> AIM 1
According to the excerpt about The Omega Factor, in what year was the original TV series first screened?

> EXCERPTED TEXT
※ ※ ※

The idea came to me after I downloaded The Omega Factor: Divinity, the latest audio book from Big Finish Productions. Originally The Omega Factor was a BBC Scotland TV series created by Jack Gerson and screened way back in 1979. Set in the Capital, it followed the adventures of two paranormal investigators - Dr Anne Reynolds, played by Louise Jameson, and reluctant psychic Tom Crane, played by James Hazeldine.

It only ran for one series, thanks to the interference of self-appointed moral campaigner Mary Whitehouse who objected to its themes of the supernatural and the occult - today it is hard to believe such a person held so much power. Big Finish resurrected the series as a radio drama and continue to produce new audio books featuring the characters with the blessing of Jack’s daughter Natasha, who also appeared in the original TV series.

※ ※ ※

> RECORDS TO USE
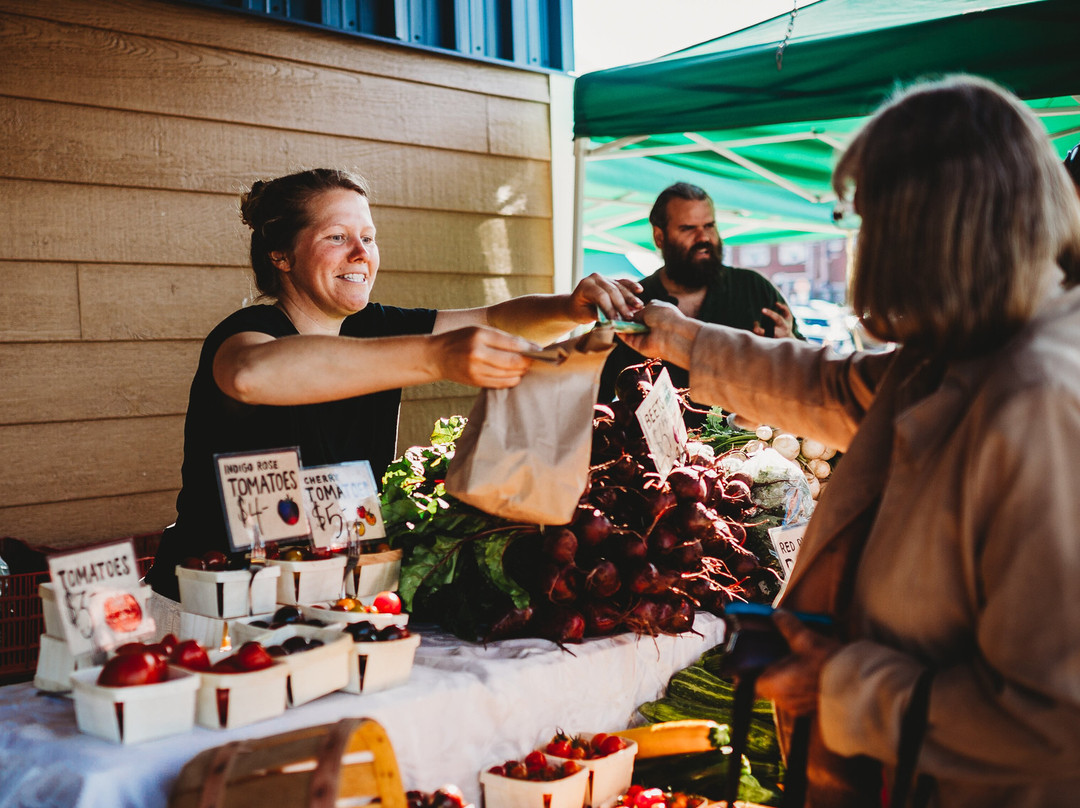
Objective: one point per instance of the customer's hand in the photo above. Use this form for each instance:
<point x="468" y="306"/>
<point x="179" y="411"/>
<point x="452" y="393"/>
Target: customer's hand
<point x="671" y="333"/>
<point x="481" y="357"/>
<point x="617" y="299"/>
<point x="794" y="683"/>
<point x="783" y="321"/>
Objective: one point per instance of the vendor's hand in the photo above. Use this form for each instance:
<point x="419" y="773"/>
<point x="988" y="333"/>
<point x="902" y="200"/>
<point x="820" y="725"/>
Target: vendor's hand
<point x="794" y="683"/>
<point x="482" y="357"/>
<point x="670" y="336"/>
<point x="617" y="299"/>
<point x="783" y="321"/>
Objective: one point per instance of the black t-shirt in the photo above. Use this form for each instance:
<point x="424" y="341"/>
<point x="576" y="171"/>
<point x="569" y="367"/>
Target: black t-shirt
<point x="363" y="428"/>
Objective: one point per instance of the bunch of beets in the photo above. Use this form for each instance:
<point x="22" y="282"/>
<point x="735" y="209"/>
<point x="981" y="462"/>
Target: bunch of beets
<point x="642" y="553"/>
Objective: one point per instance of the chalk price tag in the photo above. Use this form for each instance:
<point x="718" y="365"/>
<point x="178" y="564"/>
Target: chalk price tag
<point x="337" y="495"/>
<point x="786" y="541"/>
<point x="661" y="419"/>
<point x="99" y="598"/>
<point x="261" y="489"/>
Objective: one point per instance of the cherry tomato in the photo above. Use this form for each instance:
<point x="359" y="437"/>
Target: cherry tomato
<point x="388" y="603"/>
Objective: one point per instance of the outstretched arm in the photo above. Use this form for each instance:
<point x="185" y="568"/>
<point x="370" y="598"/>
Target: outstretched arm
<point x="545" y="318"/>
<point x="257" y="368"/>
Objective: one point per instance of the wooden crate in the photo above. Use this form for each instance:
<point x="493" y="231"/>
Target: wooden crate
<point x="345" y="764"/>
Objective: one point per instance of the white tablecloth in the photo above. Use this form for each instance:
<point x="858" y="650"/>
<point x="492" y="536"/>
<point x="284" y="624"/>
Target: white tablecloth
<point x="464" y="708"/>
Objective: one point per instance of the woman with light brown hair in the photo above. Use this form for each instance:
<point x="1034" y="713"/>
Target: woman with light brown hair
<point x="945" y="547"/>
<point x="318" y="364"/>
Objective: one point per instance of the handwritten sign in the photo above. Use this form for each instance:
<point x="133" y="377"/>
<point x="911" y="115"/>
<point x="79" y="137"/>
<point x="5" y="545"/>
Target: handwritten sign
<point x="786" y="541"/>
<point x="260" y="490"/>
<point x="661" y="419"/>
<point x="338" y="495"/>
<point x="100" y="602"/>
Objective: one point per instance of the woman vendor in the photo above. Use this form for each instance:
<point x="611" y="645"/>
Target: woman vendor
<point x="945" y="547"/>
<point x="321" y="366"/>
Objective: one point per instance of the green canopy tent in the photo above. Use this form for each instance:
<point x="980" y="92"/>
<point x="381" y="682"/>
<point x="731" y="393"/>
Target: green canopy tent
<point x="756" y="117"/>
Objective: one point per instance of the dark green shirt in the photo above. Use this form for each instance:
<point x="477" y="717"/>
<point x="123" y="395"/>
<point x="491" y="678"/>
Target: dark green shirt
<point x="734" y="297"/>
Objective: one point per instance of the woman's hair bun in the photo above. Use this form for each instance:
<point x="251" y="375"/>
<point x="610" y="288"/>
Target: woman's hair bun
<point x="250" y="201"/>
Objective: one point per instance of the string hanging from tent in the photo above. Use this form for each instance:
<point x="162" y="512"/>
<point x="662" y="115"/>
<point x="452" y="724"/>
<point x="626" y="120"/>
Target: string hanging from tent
<point x="787" y="35"/>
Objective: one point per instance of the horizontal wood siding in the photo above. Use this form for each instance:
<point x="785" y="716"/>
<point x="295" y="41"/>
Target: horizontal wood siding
<point x="130" y="129"/>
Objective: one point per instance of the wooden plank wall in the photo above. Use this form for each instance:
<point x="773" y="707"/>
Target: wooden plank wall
<point x="129" y="130"/>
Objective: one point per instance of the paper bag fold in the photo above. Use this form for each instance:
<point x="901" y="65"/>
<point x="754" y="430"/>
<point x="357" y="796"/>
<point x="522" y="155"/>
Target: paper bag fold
<point x="524" y="454"/>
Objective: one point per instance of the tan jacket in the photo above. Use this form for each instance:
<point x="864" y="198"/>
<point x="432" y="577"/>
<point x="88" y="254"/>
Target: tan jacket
<point x="972" y="560"/>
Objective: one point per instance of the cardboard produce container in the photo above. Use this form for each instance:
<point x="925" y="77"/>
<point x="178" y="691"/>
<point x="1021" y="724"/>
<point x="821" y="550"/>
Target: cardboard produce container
<point x="609" y="776"/>
<point x="56" y="664"/>
<point x="228" y="700"/>
<point x="375" y="573"/>
<point x="137" y="713"/>
<point x="228" y="593"/>
<point x="309" y="581"/>
<point x="498" y="791"/>
<point x="316" y="672"/>
<point x="326" y="615"/>
<point x="381" y="664"/>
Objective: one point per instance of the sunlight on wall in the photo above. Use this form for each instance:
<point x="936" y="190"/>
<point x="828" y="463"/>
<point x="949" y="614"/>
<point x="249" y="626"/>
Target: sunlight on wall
<point x="496" y="290"/>
<point x="495" y="245"/>
<point x="510" y="201"/>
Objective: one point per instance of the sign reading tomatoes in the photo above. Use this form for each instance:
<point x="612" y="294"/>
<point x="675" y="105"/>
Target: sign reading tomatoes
<point x="100" y="601"/>
<point x="341" y="496"/>
<point x="260" y="496"/>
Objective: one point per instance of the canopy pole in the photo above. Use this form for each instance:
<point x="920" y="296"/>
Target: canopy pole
<point x="580" y="148"/>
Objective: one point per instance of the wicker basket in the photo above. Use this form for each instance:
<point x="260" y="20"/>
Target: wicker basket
<point x="318" y="767"/>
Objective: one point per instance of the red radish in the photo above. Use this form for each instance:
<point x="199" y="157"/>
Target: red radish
<point x="591" y="526"/>
<point x="513" y="623"/>
<point x="559" y="544"/>
<point x="687" y="485"/>
<point x="601" y="618"/>
<point x="603" y="579"/>
<point x="561" y="624"/>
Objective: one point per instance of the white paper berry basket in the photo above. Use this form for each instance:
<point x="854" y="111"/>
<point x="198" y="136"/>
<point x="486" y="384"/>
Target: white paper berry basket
<point x="136" y="713"/>
<point x="309" y="581"/>
<point x="228" y="700"/>
<point x="242" y="631"/>
<point x="375" y="573"/>
<point x="499" y="791"/>
<point x="323" y="613"/>
<point x="56" y="663"/>
<point x="609" y="776"/>
<point x="381" y="664"/>
<point x="312" y="673"/>
<point x="228" y="593"/>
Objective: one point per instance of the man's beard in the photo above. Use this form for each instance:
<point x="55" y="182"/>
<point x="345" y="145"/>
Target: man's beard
<point x="691" y="273"/>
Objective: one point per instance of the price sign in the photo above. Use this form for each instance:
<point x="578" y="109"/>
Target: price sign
<point x="786" y="541"/>
<point x="261" y="490"/>
<point x="661" y="419"/>
<point x="100" y="602"/>
<point x="338" y="495"/>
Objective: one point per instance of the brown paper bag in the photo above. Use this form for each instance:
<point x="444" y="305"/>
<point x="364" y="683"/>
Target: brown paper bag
<point x="524" y="453"/>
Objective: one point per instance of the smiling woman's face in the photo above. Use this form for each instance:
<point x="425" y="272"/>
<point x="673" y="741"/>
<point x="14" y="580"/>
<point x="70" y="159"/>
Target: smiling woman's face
<point x="335" y="259"/>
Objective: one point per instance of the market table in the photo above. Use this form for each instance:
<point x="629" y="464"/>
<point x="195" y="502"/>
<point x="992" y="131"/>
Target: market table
<point x="466" y="707"/>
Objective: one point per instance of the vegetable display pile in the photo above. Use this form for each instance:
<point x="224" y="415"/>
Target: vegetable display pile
<point x="815" y="460"/>
<point x="694" y="696"/>
<point x="640" y="554"/>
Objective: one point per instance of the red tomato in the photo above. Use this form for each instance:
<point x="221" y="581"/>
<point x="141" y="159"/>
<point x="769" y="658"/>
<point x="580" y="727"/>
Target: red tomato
<point x="388" y="603"/>
<point x="610" y="744"/>
<point x="190" y="655"/>
<point x="126" y="670"/>
<point x="253" y="657"/>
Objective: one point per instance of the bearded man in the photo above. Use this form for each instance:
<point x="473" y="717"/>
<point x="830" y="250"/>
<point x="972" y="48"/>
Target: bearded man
<point x="692" y="278"/>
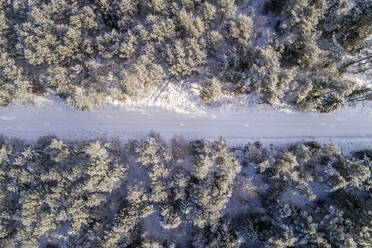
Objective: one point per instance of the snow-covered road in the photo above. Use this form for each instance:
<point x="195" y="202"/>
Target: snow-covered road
<point x="344" y="127"/>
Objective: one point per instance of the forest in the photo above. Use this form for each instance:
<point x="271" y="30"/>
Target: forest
<point x="182" y="193"/>
<point x="306" y="54"/>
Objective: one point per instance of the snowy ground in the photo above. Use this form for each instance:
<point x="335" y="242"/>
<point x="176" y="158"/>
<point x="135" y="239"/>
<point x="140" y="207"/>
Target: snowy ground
<point x="350" y="127"/>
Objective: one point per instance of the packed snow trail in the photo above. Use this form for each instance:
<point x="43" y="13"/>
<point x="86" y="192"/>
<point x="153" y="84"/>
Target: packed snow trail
<point x="345" y="127"/>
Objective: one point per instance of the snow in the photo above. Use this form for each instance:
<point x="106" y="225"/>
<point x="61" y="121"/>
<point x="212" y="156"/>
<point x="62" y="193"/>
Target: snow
<point x="171" y="112"/>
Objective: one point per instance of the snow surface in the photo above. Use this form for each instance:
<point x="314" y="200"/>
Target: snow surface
<point x="170" y="114"/>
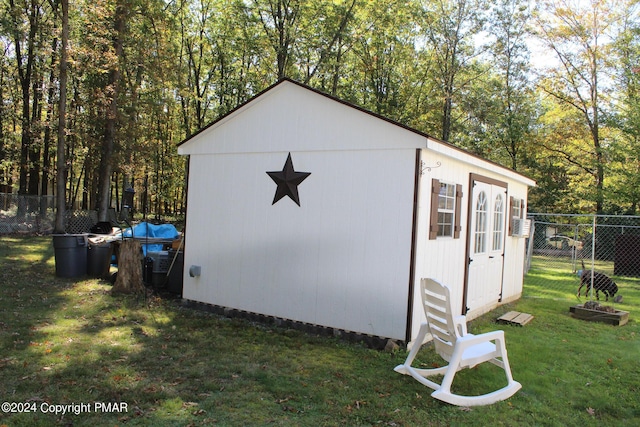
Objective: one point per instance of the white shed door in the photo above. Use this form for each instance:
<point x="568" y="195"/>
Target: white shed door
<point x="486" y="245"/>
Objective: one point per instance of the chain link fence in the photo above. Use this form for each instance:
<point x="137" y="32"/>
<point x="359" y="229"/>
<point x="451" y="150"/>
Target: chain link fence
<point x="563" y="250"/>
<point x="22" y="214"/>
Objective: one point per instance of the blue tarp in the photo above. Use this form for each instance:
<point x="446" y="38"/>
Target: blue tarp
<point x="144" y="230"/>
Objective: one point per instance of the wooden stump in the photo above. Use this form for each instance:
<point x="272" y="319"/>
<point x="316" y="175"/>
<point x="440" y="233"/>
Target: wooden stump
<point x="129" y="278"/>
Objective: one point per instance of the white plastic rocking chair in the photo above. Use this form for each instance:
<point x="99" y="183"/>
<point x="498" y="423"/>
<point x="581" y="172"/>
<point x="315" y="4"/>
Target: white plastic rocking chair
<point x="456" y="346"/>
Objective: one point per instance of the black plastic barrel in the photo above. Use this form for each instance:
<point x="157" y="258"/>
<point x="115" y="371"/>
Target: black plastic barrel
<point x="70" y="251"/>
<point x="98" y="260"/>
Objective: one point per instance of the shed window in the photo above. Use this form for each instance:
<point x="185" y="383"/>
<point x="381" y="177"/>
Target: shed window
<point x="516" y="211"/>
<point x="445" y="209"/>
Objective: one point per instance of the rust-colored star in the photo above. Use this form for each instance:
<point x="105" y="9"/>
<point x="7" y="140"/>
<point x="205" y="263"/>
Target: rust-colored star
<point x="288" y="180"/>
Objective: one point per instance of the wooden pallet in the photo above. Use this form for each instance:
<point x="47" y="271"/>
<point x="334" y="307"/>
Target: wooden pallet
<point x="515" y="318"/>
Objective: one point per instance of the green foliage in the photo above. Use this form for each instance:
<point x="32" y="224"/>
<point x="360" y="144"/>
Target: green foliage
<point x="65" y="342"/>
<point x="459" y="70"/>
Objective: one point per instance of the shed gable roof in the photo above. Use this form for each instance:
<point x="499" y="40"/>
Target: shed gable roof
<point x="289" y="116"/>
<point x="289" y="112"/>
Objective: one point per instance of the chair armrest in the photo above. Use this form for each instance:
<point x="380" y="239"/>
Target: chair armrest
<point x="471" y="339"/>
<point x="460" y="323"/>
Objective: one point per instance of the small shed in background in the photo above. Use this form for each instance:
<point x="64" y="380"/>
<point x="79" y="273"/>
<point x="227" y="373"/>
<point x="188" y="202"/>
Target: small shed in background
<point x="307" y="208"/>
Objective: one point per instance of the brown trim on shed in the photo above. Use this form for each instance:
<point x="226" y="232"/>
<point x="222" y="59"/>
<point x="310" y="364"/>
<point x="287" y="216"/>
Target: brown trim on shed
<point x="414" y="242"/>
<point x="433" y="219"/>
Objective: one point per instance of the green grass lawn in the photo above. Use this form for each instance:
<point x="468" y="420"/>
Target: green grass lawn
<point x="69" y="343"/>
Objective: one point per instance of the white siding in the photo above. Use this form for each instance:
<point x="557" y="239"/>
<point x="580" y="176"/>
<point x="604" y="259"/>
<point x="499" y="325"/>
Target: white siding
<point x="444" y="259"/>
<point x="289" y="117"/>
<point x="341" y="259"/>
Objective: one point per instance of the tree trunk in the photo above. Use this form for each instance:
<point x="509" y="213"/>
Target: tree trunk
<point x="60" y="160"/>
<point x="106" y="162"/>
<point x="129" y="278"/>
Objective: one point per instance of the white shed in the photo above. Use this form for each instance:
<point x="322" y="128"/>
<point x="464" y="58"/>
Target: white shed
<point x="304" y="207"/>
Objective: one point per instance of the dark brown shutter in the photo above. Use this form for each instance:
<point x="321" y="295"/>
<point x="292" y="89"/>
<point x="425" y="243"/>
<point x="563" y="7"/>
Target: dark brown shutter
<point x="510" y="217"/>
<point x="433" y="221"/>
<point x="457" y="228"/>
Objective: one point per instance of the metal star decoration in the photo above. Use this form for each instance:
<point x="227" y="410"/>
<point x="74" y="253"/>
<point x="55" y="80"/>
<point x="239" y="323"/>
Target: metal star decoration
<point x="288" y="180"/>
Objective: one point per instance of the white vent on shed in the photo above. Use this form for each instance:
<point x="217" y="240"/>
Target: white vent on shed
<point x="521" y="227"/>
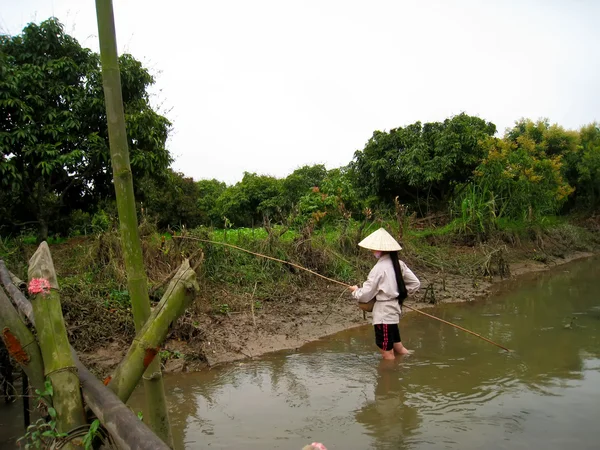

※ ※ ※

> AIM 2
Reproduce the rows from the line containing "Objective: one point per instance of the white siding" through the end of the rows, and leave the pictures out of your answer.

> WRITTEN SOLUTION 1
1979

> WRITTEN SOLUTION 2
Objective: one point per instance of the white siding in the photo above. Use this form for each instance:
<point x="557" y="239"/>
<point x="580" y="176"/>
<point x="604" y="259"/>
<point x="499" y="325"/>
Target: white siding
<point x="444" y="259"/>
<point x="289" y="117"/>
<point x="341" y="259"/>
Objective: one point per instance of the tree trunk in the photo above. Use this form for each instance:
<point x="509" y="213"/>
Target: tree trunk
<point x="60" y="160"/>
<point x="106" y="162"/>
<point x="129" y="278"/>
Objective: one point per instance of the white shed in the photo above. Use this form for each instance:
<point x="322" y="128"/>
<point x="464" y="58"/>
Target: white shed
<point x="304" y="207"/>
Objective: one point per instance of the dark brown shutter in the photo above. Use this form for each instance:
<point x="321" y="295"/>
<point x="292" y="89"/>
<point x="425" y="243"/>
<point x="563" y="7"/>
Target: dark brown shutter
<point x="510" y="217"/>
<point x="433" y="221"/>
<point x="457" y="228"/>
Objective: one point per instance of the metal star decoration in the photo above. Use this form for each instance:
<point x="227" y="410"/>
<point x="74" y="253"/>
<point x="55" y="80"/>
<point x="239" y="323"/>
Target: metal star decoration
<point x="288" y="180"/>
Objective: one point per instance of the white vent on shed in the photo above. Use this form for each instance:
<point x="217" y="240"/>
Target: white vent on shed
<point x="521" y="227"/>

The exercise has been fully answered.